:: BRIEF ::
Look through the records below for the line with "Target: skier lying in snow". Return that line and each one after it up to and including the line with "pixel 297 562", exactly.

:: RECORDS TO USE ::
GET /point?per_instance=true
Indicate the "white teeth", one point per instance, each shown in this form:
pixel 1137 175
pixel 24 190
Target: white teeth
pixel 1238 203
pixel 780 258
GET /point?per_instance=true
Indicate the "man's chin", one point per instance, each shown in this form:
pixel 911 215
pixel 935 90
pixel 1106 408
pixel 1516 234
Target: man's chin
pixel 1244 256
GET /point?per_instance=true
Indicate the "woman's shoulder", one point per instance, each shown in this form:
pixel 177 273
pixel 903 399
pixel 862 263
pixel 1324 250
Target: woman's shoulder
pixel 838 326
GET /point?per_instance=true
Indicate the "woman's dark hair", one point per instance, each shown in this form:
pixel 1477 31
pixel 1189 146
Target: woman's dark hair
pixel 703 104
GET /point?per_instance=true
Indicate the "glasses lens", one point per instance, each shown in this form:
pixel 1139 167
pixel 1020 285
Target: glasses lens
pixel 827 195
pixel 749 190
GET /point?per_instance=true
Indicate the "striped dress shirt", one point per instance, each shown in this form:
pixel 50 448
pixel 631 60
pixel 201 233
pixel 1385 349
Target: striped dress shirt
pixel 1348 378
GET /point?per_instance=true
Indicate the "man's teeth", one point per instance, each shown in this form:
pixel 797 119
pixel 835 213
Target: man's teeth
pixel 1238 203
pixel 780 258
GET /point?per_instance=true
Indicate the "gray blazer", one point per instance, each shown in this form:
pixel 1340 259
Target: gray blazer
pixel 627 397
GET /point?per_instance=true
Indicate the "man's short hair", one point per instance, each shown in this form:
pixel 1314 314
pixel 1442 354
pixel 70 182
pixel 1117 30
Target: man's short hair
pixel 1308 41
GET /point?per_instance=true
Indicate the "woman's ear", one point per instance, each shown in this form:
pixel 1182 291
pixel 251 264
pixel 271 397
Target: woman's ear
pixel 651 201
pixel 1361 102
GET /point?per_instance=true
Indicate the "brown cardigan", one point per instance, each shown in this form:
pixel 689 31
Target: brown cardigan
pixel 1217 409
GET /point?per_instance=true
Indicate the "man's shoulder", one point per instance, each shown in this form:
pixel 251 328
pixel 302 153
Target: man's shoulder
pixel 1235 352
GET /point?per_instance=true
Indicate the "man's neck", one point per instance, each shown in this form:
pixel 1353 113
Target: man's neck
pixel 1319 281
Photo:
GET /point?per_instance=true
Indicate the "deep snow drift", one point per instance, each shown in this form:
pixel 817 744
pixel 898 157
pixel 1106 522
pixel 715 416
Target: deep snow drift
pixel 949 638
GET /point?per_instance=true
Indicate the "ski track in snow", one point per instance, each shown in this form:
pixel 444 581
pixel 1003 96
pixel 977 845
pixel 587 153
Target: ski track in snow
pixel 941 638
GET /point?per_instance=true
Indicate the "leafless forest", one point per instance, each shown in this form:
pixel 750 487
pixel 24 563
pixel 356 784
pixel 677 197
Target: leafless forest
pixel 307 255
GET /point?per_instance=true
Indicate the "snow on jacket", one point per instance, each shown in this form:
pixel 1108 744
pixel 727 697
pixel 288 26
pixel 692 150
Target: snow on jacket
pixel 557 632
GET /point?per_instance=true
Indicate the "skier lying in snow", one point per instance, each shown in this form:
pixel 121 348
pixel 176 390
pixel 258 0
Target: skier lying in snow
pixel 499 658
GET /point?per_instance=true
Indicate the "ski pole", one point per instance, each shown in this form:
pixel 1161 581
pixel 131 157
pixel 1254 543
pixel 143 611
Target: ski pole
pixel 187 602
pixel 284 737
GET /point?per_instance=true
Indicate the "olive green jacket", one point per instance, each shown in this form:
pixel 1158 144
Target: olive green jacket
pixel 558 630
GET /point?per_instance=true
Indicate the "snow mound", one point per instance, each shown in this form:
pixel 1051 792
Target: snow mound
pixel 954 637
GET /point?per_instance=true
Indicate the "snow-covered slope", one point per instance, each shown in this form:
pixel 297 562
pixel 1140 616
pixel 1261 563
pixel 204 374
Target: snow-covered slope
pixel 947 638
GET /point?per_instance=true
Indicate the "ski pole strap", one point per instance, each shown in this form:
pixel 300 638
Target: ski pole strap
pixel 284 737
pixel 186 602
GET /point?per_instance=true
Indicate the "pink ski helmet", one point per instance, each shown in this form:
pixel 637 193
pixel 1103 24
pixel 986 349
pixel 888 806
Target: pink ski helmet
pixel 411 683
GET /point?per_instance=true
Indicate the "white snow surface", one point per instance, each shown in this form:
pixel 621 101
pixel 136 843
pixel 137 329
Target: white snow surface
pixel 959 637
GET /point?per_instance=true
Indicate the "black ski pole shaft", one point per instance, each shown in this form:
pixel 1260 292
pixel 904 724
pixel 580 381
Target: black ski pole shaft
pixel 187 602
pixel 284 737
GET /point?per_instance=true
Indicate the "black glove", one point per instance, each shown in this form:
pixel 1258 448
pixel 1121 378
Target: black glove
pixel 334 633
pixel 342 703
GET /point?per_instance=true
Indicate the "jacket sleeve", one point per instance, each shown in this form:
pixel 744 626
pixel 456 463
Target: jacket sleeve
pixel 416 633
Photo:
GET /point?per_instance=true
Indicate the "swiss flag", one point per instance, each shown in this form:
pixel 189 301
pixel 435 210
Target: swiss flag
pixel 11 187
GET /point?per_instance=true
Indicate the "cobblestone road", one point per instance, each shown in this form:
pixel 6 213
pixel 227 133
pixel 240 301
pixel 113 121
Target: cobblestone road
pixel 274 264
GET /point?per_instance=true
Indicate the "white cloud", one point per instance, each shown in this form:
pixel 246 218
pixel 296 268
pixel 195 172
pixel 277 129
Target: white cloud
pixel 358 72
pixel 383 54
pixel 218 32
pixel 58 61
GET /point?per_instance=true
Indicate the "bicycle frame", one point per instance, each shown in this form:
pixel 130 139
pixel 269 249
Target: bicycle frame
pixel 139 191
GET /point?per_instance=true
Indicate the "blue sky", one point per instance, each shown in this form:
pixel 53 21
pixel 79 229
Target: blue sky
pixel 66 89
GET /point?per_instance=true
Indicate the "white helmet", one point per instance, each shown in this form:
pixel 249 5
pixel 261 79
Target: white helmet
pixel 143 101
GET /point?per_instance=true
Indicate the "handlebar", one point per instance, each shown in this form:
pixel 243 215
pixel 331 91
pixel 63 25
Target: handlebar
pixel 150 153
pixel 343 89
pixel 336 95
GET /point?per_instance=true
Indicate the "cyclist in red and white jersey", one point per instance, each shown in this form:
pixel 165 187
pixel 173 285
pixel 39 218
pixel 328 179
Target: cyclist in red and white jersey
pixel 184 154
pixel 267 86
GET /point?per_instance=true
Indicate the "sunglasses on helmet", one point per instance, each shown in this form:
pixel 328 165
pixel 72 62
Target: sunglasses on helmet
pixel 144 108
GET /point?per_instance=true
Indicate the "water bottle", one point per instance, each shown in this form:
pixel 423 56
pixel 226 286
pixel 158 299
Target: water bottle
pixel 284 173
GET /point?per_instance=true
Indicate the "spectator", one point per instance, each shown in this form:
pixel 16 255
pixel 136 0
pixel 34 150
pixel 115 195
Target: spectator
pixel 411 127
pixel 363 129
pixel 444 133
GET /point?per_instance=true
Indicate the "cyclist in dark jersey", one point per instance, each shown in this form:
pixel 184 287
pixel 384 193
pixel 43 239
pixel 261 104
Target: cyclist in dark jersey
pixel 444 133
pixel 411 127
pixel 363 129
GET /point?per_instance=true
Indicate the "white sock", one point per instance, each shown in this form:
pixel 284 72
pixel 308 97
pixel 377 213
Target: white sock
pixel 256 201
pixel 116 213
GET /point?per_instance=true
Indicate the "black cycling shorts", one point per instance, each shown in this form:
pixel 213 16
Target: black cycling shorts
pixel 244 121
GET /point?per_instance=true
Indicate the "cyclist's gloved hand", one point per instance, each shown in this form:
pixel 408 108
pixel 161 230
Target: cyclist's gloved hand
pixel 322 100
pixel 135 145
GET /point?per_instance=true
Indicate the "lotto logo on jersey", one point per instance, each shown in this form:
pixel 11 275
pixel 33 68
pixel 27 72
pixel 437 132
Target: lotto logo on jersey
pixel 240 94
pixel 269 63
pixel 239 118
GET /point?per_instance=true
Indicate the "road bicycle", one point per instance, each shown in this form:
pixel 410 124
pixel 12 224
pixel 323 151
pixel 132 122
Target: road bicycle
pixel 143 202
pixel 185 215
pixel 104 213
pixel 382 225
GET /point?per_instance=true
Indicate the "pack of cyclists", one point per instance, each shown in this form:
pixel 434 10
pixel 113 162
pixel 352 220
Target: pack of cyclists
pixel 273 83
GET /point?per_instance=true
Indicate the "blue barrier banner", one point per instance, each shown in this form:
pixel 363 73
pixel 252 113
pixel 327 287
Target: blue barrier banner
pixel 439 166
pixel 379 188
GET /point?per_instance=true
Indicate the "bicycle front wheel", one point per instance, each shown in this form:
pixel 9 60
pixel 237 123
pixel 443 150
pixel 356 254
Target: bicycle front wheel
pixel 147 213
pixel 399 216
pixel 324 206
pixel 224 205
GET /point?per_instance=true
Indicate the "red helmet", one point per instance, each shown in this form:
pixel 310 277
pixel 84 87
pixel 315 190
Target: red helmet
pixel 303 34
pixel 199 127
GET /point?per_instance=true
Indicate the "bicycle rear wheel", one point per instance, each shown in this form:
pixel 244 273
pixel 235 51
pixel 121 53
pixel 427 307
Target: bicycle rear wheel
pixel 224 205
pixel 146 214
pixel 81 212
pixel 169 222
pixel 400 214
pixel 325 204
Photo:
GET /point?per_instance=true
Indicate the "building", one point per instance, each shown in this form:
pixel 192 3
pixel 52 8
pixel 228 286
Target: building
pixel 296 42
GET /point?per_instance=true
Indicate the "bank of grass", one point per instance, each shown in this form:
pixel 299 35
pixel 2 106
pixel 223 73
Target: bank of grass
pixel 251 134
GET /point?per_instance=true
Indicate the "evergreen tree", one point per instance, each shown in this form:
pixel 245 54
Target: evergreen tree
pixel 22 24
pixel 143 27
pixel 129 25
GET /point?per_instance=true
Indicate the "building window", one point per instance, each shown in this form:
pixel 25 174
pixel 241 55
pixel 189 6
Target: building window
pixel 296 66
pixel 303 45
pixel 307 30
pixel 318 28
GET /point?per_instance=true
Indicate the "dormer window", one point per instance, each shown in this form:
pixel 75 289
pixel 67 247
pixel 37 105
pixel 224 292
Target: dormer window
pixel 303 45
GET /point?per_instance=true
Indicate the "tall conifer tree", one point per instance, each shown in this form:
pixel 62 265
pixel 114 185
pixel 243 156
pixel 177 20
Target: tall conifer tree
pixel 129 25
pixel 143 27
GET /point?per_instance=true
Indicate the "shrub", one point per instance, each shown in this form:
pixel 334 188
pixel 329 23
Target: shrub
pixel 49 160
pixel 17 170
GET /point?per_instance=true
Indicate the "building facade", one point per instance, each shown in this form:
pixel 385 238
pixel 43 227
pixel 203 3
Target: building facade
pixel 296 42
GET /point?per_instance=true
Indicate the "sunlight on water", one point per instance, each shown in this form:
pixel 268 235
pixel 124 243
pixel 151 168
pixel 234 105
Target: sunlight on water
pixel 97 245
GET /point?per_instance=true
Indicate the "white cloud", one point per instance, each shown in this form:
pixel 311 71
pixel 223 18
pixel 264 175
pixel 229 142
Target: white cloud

:: SOLUTION ::
Target: skier lying in snow
pixel 499 658
GET /point?per_instance=true
Indicate the "ski pole", one point per instance, each shown in this form:
pixel 1161 581
pixel 131 157
pixel 1254 543
pixel 143 611
Target: ski pole
pixel 187 602
pixel 284 737
GET /point?per_instance=true
Indicate the "olive green jacket", one point per instance, each shown in this form:
pixel 1158 144
Target: olive green jacket
pixel 558 630
GET /point?per_instance=true
Indicate the "snow mound", one point per instance, each shown in this form:
pixel 1051 792
Target: snow mound
pixel 954 637
GET /point?per_instance=true
Indicate the "snow-covered slope", one point per instance, each shown in this form:
pixel 297 562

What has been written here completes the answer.